- _YOUR TASK_: Could you print each of the records below exactly?

- _SOURCE MATERIAL_:
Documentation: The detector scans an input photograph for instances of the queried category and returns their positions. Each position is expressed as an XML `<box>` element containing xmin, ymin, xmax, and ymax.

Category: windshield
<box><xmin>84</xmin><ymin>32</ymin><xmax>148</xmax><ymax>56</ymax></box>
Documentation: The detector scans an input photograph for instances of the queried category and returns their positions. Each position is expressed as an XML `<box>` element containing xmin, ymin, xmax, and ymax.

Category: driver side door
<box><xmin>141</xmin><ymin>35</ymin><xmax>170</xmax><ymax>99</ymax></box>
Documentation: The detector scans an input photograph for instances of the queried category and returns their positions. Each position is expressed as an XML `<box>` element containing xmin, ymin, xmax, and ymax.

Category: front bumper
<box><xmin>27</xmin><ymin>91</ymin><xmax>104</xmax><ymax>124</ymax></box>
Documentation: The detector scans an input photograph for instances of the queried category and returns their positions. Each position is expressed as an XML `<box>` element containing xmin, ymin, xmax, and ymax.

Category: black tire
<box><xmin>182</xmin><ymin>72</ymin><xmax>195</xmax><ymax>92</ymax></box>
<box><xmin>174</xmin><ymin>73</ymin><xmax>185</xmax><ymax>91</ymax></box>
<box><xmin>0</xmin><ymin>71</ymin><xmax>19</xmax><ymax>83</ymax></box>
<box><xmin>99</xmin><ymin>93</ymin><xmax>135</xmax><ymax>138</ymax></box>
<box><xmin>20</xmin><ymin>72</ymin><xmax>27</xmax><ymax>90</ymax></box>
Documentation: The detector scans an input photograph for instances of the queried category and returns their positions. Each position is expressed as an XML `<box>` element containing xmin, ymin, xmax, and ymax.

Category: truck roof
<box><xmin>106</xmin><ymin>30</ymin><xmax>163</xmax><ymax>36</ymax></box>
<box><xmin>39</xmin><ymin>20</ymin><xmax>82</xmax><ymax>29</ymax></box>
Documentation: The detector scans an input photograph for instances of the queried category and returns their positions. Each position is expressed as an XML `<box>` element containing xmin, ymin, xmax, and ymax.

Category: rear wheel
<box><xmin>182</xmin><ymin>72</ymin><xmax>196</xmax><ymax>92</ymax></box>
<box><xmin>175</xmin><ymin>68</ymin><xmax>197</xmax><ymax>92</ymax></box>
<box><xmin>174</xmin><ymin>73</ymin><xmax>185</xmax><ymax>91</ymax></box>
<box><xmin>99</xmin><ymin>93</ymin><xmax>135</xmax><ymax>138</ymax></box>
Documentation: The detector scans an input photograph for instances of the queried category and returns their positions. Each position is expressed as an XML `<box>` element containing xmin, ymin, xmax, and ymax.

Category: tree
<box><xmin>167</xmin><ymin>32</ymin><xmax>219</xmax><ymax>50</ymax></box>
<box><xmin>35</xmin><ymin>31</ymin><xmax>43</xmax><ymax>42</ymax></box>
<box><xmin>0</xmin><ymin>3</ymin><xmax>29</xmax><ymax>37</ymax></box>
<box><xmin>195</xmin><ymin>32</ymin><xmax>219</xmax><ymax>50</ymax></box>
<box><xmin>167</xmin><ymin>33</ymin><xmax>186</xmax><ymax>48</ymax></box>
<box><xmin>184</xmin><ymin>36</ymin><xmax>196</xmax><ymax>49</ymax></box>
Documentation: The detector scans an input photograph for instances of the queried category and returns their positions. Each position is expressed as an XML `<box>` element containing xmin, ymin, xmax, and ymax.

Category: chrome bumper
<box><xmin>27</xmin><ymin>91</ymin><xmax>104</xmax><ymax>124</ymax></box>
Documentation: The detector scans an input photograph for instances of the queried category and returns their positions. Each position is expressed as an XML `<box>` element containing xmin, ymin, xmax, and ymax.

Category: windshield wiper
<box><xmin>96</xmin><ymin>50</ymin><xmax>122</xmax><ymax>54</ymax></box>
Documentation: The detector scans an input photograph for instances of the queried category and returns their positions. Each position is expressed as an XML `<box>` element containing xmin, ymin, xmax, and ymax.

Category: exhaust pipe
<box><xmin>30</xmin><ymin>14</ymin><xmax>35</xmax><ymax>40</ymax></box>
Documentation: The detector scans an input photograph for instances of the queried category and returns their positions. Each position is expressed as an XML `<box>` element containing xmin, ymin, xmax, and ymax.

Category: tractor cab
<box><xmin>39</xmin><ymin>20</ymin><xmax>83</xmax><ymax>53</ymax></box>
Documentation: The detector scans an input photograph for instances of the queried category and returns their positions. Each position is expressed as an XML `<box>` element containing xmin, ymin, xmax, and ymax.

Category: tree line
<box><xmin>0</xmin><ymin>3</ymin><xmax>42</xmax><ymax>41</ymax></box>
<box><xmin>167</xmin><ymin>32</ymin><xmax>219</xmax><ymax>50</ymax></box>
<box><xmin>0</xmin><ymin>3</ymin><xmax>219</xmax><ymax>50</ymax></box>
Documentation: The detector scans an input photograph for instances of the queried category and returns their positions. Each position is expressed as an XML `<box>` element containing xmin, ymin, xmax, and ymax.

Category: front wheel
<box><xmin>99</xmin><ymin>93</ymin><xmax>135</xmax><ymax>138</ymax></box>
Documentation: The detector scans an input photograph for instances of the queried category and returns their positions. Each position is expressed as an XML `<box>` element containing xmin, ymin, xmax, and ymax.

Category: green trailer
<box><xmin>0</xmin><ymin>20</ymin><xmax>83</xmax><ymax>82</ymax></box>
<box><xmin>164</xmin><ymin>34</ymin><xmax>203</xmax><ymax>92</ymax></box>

- _COMPLETED TASK_:
Documentation: The detector scans an input photograph for instances of the queried category and returns their positions. Each position is expressed as an XML `<box>` element containing xmin, ymin, xmax, and ymax.

Category: windshield
<box><xmin>84</xmin><ymin>32</ymin><xmax>148</xmax><ymax>56</ymax></box>
Documentation: The detector scans an input photograph for instances of the queried category and returns their positions. Each position is expressed as an XML `<box>` element containing xmin, ymin, xmax, and ymax.

Category: driver side door
<box><xmin>141</xmin><ymin>35</ymin><xmax>170</xmax><ymax>99</ymax></box>
Documentation: The detector scans an input photograph for instances of the queried category and returns their positions. Each position is expressed as an XML `<box>` element containing xmin, ymin, xmax, and ymax.

Category: front bumper
<box><xmin>27</xmin><ymin>91</ymin><xmax>104</xmax><ymax>124</ymax></box>
Documentation: The detector scans an input photograph for instances of the queried category and returns their positions. Each position is expressed as an XML `<box>` element containing xmin, ymin, xmax, and ymax.

Category: black tire
<box><xmin>182</xmin><ymin>72</ymin><xmax>195</xmax><ymax>92</ymax></box>
<box><xmin>174</xmin><ymin>73</ymin><xmax>185</xmax><ymax>91</ymax></box>
<box><xmin>0</xmin><ymin>71</ymin><xmax>19</xmax><ymax>83</ymax></box>
<box><xmin>99</xmin><ymin>93</ymin><xmax>135</xmax><ymax>138</ymax></box>
<box><xmin>20</xmin><ymin>72</ymin><xmax>27</xmax><ymax>90</ymax></box>
Documentation: The detector scans an input photograph for instances of the queried category and returns their positions. Each position is expressed as an XML `<box>` element containing xmin, ymin, xmax, and ymax.

Category: truck roof
<box><xmin>106</xmin><ymin>30</ymin><xmax>163</xmax><ymax>36</ymax></box>
<box><xmin>39</xmin><ymin>20</ymin><xmax>82</xmax><ymax>29</ymax></box>
Documentation: The detector scans an input photograph for instances of the queried category and returns their positions. Each position is expressed as an XML `<box>` element containing xmin, ymin, xmax, and ymax.

Category: rear wheel
<box><xmin>182</xmin><ymin>72</ymin><xmax>196</xmax><ymax>92</ymax></box>
<box><xmin>175</xmin><ymin>68</ymin><xmax>197</xmax><ymax>92</ymax></box>
<box><xmin>174</xmin><ymin>73</ymin><xmax>185</xmax><ymax>91</ymax></box>
<box><xmin>99</xmin><ymin>93</ymin><xmax>135</xmax><ymax>138</ymax></box>
Documentation: The detector scans an input photograph for instances of the queried category and returns their positions. Each position is expressed as an XML `<box>` element containing xmin, ymin, xmax, and ymax.

Category: tree
<box><xmin>167</xmin><ymin>32</ymin><xmax>219</xmax><ymax>50</ymax></box>
<box><xmin>35</xmin><ymin>31</ymin><xmax>43</xmax><ymax>42</ymax></box>
<box><xmin>0</xmin><ymin>3</ymin><xmax>29</xmax><ymax>37</ymax></box>
<box><xmin>195</xmin><ymin>32</ymin><xmax>219</xmax><ymax>50</ymax></box>
<box><xmin>167</xmin><ymin>33</ymin><xmax>186</xmax><ymax>48</ymax></box>
<box><xmin>184</xmin><ymin>36</ymin><xmax>196</xmax><ymax>49</ymax></box>
Documentation: The detector scans an input photograph for instances of the queried category and returns their positions. Each position is expressed as an XML `<box>` element containing xmin, ymin, xmax, and ymax.

Category: chrome bumper
<box><xmin>27</xmin><ymin>91</ymin><xmax>104</xmax><ymax>124</ymax></box>
Documentation: The detector scans an input photograph for instances of the queried category and returns their positions. Each position is expressed as an XML `<box>` element containing xmin, ymin, xmax, and ymax.

Category: windshield wiper
<box><xmin>96</xmin><ymin>50</ymin><xmax>122</xmax><ymax>54</ymax></box>
Documentation: The detector scans an input photograph for instances of the queried category and returns their positions. Each position is expressed as an XML `<box>` element containing xmin, ymin, xmax, and ymax.

Category: exhaust pipe
<box><xmin>30</xmin><ymin>14</ymin><xmax>35</xmax><ymax>40</ymax></box>
Documentation: The detector scans an input photograph for instances of the queried category and returns their positions. Each position is expressed as an XML `<box>` element containing xmin, ymin, xmax, and ymax.

Category: tractor cab
<box><xmin>39</xmin><ymin>20</ymin><xmax>83</xmax><ymax>53</ymax></box>
Documentation: The detector scans an input photograph for instances of the queried category and returns their positions. Each position is expressed as an XML `<box>` element containing xmin, ymin, xmax, and ymax.

Category: tree line
<box><xmin>0</xmin><ymin>3</ymin><xmax>42</xmax><ymax>41</ymax></box>
<box><xmin>167</xmin><ymin>32</ymin><xmax>219</xmax><ymax>50</ymax></box>
<box><xmin>0</xmin><ymin>3</ymin><xmax>219</xmax><ymax>50</ymax></box>
Documentation: The detector scans an input photograph for instances of the queried category and returns their positions. Each position is expressed as an XML `<box>` element containing xmin, ymin, xmax, and ymax.

Category: front wheel
<box><xmin>99</xmin><ymin>93</ymin><xmax>135</xmax><ymax>138</ymax></box>
Documentation: The detector scans an input photograph for instances of the queried category and returns their positions. Each position is expressed as an XML `<box>` element containing xmin, ymin, xmax, and ymax.

Category: green trailer
<box><xmin>0</xmin><ymin>20</ymin><xmax>83</xmax><ymax>82</ymax></box>
<box><xmin>164</xmin><ymin>34</ymin><xmax>203</xmax><ymax>92</ymax></box>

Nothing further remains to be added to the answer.